Quote every line below exactly as it reads.

:: Available records ::

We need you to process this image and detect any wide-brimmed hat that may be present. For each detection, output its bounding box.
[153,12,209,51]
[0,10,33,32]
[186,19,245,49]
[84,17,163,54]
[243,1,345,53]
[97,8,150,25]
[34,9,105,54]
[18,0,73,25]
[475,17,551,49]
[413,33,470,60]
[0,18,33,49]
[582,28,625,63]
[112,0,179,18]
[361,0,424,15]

:::

= Final result =
We need you to process this image and detect any wide-brimmed hat that may be present. For each detection, output its bounding box.
[153,12,209,51]
[0,10,33,32]
[186,19,245,49]
[84,17,163,54]
[243,1,345,53]
[97,8,150,25]
[34,9,105,54]
[18,0,73,25]
[475,17,551,49]
[413,33,470,60]
[0,18,33,49]
[582,28,625,63]
[112,0,179,18]
[361,0,424,15]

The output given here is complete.